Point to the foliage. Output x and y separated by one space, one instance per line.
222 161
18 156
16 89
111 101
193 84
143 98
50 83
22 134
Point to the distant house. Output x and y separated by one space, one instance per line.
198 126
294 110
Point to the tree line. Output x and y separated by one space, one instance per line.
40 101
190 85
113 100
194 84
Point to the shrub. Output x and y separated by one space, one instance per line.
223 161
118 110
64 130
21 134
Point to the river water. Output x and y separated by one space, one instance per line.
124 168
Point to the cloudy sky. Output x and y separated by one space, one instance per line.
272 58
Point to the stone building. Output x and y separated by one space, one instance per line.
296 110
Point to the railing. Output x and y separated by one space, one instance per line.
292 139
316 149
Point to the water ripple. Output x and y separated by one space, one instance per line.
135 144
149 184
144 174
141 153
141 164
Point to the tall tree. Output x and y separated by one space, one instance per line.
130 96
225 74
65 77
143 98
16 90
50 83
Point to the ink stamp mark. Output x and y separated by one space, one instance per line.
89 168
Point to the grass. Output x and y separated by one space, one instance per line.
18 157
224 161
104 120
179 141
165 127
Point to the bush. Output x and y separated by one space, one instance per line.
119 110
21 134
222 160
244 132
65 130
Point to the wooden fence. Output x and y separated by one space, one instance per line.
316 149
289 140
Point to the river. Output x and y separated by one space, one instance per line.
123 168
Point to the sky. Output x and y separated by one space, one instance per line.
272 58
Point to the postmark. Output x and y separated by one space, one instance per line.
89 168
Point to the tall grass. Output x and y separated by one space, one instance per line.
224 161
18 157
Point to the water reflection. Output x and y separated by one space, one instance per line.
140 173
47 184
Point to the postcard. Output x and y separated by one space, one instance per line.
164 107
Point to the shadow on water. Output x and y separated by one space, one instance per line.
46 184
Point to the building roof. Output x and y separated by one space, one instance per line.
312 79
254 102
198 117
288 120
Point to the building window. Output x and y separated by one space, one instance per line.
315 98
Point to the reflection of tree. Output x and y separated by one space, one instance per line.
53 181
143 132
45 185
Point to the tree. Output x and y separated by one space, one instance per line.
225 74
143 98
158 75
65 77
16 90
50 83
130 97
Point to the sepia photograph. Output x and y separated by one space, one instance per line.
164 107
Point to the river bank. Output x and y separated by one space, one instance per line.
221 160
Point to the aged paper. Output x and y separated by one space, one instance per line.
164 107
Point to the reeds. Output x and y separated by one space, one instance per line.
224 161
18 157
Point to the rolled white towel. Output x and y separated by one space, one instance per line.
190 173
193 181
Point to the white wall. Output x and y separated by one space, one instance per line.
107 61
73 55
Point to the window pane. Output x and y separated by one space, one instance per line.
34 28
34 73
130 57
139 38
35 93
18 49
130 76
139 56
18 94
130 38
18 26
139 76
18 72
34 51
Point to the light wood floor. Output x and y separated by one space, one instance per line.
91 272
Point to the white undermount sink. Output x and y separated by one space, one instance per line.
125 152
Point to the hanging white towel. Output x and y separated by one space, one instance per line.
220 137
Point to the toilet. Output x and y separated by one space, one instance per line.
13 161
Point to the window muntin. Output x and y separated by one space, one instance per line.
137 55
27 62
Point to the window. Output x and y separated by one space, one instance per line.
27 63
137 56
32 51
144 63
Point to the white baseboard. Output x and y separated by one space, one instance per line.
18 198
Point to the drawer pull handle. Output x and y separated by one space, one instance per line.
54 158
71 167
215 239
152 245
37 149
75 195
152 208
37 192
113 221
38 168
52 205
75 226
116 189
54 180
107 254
==========
GIVEN EXERCISE:
Copy out the records from the line with "Point to the window muntin." through the end of the records, keeping every line as it stands.

RESPONSE:
Point to the window muntin. Output x and y separated by one space, one instance per line.
137 55
27 62
Point to the window. Output x and y separated by one space, one instance per line.
27 63
137 56
32 51
144 63
Point to the white baseboard. Output x and y separated by one space, one instance per line.
18 198
Point to the drawer pull handle. Output x and y separated by one space, one instance per line.
54 158
71 167
215 239
152 245
37 149
75 195
152 208
37 192
113 221
38 168
52 205
75 226
116 189
54 180
107 254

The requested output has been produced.